Case Study 1: Continental National Bank's Dataset Management Strategy

DataField.Dev

Case Study 1: Continental National Bank's Dataset Management Strategy

Naming Conventions, SMS Classes, and Storage Architecture for 500 Million Transactions Per Day

Background

Continental National Bank (CNB) processes over 500 million transactions per day across four LPARs in a Parallel Sysplex configuration. Their mainframe environment supports retail banking, commercial banking, treasury services, and regulatory reporting. The dataset estate numbers over 180,000 cataloged datasets, growing by roughly 6,000 GDG generations per nightly batch cycle.

Three years ago, CNB's dataset management was a mess. Kwame Mensah, then newly promoted to chief mainframe architect, inherited a system where:

Dataset naming followed no consistent convention — some used account codes, others used project names, some used programmer initials
SMS classes had been defined once during the DFSMS migration in 2004 and never updated
Eleven different BLKSIZE values were in use for FB-80 datasets
GDG limits ranged from 5 to 255 with no documented rationale
Catalog contention during the batch window added 15 minutes to every job's allocation time

"The first thing I did was inventory the damage," Kwame says. "I pulled SMF records for three months. We had 40,000 VSAM datasets with SHAREOPTIONS(3 3). We had GDGs with EMPTY that no one realized were ticking time bombs. We had datasets on volume pools that hadn't been defragged since the Bush administration. The first Bush."

Stored records:
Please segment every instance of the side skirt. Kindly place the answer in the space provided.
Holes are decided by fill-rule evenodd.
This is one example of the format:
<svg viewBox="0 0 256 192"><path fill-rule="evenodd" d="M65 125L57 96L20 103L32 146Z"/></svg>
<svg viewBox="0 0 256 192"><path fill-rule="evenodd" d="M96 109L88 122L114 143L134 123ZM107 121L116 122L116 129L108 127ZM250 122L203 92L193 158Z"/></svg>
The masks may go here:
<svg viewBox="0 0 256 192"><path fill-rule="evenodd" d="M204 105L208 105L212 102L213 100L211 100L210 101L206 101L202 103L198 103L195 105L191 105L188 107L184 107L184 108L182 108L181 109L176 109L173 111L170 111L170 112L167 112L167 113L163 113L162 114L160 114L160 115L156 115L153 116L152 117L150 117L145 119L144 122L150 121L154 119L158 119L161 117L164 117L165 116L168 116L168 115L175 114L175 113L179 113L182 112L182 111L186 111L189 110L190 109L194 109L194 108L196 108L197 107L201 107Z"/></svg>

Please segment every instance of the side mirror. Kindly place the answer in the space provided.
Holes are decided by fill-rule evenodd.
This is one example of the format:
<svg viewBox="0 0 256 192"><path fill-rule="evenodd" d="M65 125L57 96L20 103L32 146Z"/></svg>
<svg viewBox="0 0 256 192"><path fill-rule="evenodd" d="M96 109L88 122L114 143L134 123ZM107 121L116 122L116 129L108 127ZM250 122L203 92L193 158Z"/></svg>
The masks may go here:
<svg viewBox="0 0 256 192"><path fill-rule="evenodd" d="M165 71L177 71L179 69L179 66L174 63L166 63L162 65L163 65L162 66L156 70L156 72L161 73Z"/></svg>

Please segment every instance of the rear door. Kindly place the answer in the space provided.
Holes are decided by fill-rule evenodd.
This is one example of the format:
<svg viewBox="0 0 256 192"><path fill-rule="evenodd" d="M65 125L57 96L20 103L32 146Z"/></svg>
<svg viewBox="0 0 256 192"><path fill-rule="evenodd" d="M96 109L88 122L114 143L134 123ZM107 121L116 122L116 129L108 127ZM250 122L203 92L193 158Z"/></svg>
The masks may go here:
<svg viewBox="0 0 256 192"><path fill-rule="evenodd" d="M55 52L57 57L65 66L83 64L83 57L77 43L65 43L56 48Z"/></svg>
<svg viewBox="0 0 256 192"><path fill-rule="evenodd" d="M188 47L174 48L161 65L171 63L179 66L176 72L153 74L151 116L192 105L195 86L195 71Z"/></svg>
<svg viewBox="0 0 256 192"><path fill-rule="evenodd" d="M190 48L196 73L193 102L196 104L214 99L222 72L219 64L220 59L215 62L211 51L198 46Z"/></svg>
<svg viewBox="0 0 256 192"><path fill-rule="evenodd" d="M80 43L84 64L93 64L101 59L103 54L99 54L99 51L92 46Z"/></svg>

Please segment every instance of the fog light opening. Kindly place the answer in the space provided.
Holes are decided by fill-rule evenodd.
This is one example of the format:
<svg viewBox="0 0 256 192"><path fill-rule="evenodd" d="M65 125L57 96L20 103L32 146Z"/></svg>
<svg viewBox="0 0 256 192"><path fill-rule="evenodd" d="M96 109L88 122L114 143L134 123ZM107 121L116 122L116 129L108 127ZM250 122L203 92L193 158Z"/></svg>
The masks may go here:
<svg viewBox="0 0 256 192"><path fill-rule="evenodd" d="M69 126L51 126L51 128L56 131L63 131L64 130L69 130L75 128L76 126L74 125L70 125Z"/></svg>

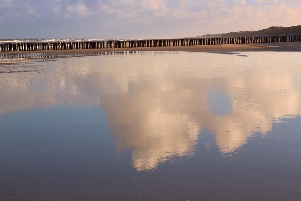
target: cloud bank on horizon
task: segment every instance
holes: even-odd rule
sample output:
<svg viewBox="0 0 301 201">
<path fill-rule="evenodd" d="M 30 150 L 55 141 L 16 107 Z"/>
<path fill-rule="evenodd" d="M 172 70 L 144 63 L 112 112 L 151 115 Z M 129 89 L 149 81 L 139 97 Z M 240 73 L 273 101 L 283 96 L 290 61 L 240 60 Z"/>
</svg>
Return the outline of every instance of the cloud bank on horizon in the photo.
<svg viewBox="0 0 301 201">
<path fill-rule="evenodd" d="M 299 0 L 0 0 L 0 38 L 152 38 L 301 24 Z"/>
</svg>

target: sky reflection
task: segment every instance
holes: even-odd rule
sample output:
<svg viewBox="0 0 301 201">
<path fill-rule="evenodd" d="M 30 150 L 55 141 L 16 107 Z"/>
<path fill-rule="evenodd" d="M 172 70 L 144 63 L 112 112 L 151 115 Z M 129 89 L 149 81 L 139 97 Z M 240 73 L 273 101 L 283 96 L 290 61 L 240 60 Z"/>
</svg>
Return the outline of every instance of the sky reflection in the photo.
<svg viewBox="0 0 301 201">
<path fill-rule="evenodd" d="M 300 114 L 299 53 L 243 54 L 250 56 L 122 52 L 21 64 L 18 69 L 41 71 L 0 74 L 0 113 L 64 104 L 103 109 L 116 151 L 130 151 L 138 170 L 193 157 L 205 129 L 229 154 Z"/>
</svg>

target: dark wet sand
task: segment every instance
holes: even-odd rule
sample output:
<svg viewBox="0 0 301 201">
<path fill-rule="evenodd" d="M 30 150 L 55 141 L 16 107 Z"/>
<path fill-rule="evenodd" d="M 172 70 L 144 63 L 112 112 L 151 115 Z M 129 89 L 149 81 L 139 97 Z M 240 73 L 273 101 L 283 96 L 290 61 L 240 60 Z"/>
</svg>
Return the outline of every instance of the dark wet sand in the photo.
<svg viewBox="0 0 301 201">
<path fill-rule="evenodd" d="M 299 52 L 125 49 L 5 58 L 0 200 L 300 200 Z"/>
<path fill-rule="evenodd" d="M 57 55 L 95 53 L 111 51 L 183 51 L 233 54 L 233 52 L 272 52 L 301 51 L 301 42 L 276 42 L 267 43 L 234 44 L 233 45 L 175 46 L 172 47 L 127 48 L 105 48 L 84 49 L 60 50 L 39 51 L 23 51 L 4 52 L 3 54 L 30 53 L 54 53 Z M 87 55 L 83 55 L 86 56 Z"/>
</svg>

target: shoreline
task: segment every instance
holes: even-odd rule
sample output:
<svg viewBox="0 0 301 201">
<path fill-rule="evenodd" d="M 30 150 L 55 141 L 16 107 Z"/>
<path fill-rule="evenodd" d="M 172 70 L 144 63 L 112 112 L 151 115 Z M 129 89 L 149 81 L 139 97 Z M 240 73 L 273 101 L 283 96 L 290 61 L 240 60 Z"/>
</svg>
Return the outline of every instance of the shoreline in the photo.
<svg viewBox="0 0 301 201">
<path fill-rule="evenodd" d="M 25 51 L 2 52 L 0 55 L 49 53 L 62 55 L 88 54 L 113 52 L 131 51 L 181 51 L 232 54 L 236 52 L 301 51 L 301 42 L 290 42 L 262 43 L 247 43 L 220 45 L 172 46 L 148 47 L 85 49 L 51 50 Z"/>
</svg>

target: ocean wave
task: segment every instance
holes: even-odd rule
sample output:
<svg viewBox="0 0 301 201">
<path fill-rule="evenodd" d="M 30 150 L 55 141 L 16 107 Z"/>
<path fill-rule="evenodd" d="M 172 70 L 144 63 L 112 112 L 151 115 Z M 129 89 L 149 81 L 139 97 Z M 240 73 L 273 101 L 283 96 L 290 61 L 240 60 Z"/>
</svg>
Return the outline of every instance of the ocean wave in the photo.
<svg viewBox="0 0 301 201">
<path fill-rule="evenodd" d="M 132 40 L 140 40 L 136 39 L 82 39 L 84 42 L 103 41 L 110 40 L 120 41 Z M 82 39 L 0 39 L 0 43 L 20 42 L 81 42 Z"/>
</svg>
---
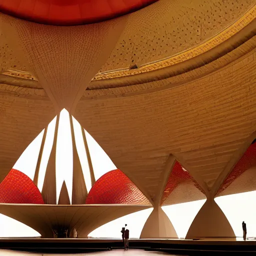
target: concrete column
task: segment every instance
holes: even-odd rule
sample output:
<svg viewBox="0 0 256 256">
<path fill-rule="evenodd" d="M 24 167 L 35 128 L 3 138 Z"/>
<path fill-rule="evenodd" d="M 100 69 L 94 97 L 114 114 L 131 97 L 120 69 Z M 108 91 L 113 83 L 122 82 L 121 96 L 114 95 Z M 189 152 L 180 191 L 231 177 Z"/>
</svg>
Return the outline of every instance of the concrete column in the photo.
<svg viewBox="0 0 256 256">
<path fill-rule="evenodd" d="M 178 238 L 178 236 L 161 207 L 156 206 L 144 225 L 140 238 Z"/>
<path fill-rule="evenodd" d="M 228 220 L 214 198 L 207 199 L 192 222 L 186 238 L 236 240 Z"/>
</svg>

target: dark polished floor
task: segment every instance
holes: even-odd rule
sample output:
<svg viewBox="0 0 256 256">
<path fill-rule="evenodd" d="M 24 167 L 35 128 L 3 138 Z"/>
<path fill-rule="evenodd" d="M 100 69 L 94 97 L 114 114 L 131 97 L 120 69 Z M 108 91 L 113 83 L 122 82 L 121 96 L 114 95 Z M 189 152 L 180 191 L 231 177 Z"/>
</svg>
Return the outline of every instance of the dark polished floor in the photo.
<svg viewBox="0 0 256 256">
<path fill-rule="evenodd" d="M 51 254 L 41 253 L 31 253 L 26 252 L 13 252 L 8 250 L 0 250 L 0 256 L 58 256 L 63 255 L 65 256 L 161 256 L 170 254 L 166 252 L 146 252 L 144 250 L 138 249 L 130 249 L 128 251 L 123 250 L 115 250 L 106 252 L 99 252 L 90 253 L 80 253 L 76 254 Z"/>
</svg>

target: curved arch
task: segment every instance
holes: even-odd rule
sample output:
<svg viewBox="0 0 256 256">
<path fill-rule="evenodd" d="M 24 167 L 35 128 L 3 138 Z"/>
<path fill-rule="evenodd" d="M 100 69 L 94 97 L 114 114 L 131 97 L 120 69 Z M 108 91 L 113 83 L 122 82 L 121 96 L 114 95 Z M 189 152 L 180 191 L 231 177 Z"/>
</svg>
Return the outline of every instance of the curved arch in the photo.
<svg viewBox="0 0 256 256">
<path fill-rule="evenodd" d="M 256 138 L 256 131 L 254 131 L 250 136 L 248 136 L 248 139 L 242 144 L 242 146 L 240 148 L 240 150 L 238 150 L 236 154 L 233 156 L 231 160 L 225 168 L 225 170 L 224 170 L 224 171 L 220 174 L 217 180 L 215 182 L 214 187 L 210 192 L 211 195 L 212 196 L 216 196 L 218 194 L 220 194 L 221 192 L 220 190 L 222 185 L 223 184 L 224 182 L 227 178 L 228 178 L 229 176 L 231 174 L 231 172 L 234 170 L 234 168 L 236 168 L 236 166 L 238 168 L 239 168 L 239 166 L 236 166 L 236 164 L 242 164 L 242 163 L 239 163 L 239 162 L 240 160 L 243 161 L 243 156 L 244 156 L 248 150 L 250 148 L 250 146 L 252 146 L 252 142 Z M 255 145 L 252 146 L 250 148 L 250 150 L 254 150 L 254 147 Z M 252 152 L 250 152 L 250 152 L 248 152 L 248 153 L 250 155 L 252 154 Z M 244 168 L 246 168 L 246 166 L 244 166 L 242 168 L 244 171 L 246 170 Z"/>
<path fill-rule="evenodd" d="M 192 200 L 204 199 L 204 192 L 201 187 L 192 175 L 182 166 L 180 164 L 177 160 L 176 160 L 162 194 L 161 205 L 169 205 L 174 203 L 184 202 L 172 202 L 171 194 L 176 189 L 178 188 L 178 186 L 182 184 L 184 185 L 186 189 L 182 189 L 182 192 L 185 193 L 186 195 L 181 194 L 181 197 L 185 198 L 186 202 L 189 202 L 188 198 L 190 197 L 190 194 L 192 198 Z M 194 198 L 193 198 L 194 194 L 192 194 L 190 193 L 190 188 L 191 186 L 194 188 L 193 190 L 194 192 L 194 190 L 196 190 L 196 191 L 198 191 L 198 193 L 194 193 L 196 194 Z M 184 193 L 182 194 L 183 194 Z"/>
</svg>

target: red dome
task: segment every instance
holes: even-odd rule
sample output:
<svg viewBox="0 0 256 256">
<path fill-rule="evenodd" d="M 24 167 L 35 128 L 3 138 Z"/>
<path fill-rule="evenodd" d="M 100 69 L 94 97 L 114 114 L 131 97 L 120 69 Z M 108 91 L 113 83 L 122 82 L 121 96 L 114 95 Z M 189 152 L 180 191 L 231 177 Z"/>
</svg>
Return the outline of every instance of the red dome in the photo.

Required tasks:
1. Using the case study on Continental National Bank, decide whether each statement below is true. For each, answer yes or no and quote the deciding words.
(a) CNB's transactions are processed across four LPARs.
(b) The SMS classes were revised regularly after the DFSMS migration.
(c) Kwame pulled SMF records covering six months.
2. According to the case study on Continental National Bank, how much time did catalog contention during the batch window add to each job's allocation time?

Responses for each task:
1.
(a) Yes: "across four LPARs in a Parallel Sysplex configuration"
(b) No: "defined once during the DFSMS migration in 2004 and never updated"
(c) No: "I pulled SMF records for three months."

2. 15 minutes